(Stored items)
┌────────

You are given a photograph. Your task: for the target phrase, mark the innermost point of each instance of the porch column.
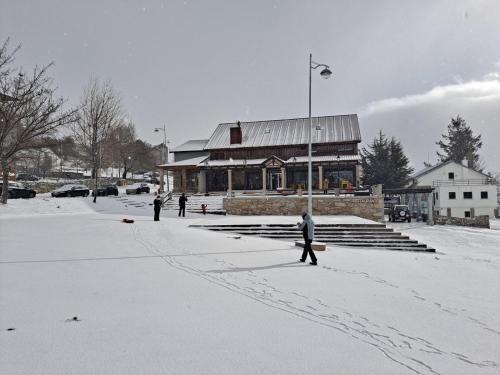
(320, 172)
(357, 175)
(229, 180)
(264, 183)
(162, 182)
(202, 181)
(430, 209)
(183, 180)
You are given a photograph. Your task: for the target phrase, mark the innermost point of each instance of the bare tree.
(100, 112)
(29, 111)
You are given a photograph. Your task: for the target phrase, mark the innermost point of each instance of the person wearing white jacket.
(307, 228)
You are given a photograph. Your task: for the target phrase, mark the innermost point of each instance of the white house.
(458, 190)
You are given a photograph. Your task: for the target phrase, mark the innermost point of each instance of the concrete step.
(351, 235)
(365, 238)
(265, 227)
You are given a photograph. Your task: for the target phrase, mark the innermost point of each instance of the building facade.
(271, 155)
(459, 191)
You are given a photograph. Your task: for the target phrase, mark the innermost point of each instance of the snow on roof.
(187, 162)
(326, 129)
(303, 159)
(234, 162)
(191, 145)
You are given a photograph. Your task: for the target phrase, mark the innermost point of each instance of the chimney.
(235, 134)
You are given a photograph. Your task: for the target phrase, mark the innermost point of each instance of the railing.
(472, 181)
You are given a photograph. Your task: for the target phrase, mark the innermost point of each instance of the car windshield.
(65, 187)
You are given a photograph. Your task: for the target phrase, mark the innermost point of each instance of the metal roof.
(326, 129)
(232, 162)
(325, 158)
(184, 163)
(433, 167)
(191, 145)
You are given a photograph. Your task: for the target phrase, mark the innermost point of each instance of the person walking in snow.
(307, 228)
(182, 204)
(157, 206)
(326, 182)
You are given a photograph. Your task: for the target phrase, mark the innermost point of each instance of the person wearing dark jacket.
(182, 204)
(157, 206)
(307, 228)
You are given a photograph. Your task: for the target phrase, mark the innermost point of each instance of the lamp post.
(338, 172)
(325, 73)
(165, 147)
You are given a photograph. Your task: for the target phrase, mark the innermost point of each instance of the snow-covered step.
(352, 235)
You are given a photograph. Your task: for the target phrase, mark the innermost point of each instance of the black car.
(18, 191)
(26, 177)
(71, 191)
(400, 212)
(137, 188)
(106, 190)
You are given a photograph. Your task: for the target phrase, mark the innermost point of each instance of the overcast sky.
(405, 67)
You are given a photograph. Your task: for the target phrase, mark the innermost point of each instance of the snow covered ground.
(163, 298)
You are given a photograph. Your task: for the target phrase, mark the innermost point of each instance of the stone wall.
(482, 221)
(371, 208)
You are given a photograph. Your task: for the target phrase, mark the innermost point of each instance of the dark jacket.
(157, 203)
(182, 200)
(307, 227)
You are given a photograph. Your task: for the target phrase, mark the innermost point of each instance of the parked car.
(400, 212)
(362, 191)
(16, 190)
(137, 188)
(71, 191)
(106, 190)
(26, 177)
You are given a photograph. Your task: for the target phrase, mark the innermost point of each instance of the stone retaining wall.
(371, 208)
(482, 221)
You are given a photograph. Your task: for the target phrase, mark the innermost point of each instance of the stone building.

└────────

| The exercise |
Omit all pictures while transcribing the entries verbatim.

| The reply |
You are given a photograph. Your task: for the target phrase, mark the innermost point of each instance of the porch column.
(320, 172)
(357, 175)
(229, 180)
(264, 183)
(162, 182)
(202, 181)
(430, 209)
(183, 180)
You are given a photograph. Your task: for the target phrase, mark the innermost point of each instance of the bare tree.
(100, 112)
(29, 111)
You are given a photograph. Your task: for the target phrase, mark the innermost point of each instance of the person wearing white jacket.
(307, 228)
You are given a photograph. Your task: for the target phrase, mark the innermost point of each instance of the white house.
(458, 190)
You are given a photograph. Your task: for the target phrase, mark the innermost point of each instance of the concrete step.
(351, 235)
(365, 238)
(265, 227)
You are given a photograph. Your task: for the target phrase, mark the innermost point of each instance of the building facade.
(271, 155)
(459, 191)
You are given a photograph. Your task: for the target phrase, mark the innermost point of each instance of the snow on roof.
(187, 162)
(326, 129)
(303, 159)
(234, 162)
(191, 145)
You are given a photograph. Your task: for the target phrase, mark the innermost point of each instance of the chimney.
(235, 134)
You are given a photograph. Your task: for the target phrase, mark the innermost point of each instance of the railing.
(472, 181)
You are given a photograph. Your task: for the target phrase, mark the innermost point of each instance of the car windshield.
(65, 187)
You are given a photograph. Your task: for the target phrase, mark the innermost point of each instance of the metal roof.
(326, 129)
(232, 162)
(325, 158)
(184, 163)
(433, 167)
(191, 145)
You are given a photograph. Your task: for the target phrase, mark the innermost point of each instance of the person walking in snow.
(307, 228)
(182, 204)
(157, 206)
(326, 182)
You are given a photograph. Your task: for the target phrase, mark the innermost point of each instance of the person wearing dark jacket.
(182, 204)
(157, 206)
(307, 228)
You are given a photograph. Your task: for the target phrase, mark the innermost point of each instance of the lamp post.
(338, 172)
(325, 73)
(165, 147)
You are given a photograph. Your task: for the target phrase, mark the innermost point of each instance of the snow-covered step.
(352, 235)
You are given a photograph. Your task: for the target phrase, mark the innermost point of each instance of the black car.
(18, 191)
(26, 177)
(71, 191)
(400, 212)
(137, 188)
(106, 190)
You are given a photograph. Your task: for the target phrase, mark the innermost point of each instance of the overcast sky.
(405, 67)
You are given a photograph. Your task: for the target phrase, mark the innermost point of each instance of the snow covered ground.
(163, 298)
You are given a photograph. Your task: for the target phrase, mark the innermost point of each instance of the stone wall.
(482, 221)
(371, 208)
You are given a photograph. Your task: for the target phrase, mark the innermost point of each instance of the dark jacket.
(157, 203)
(182, 200)
(307, 227)
You are given a photograph. Your task: for the target phrase, mark the innermost point of each instance of the parked car.
(400, 212)
(362, 191)
(16, 190)
(137, 188)
(71, 191)
(106, 190)
(26, 177)
You are given a photograph. Your task: for the target phrase, mark the innermost point of each instance of the stone retaining wall.
(371, 208)
(482, 221)
You are given a photograph. Your task: for the target phrase, mark the innermost point of each instance of the stone building.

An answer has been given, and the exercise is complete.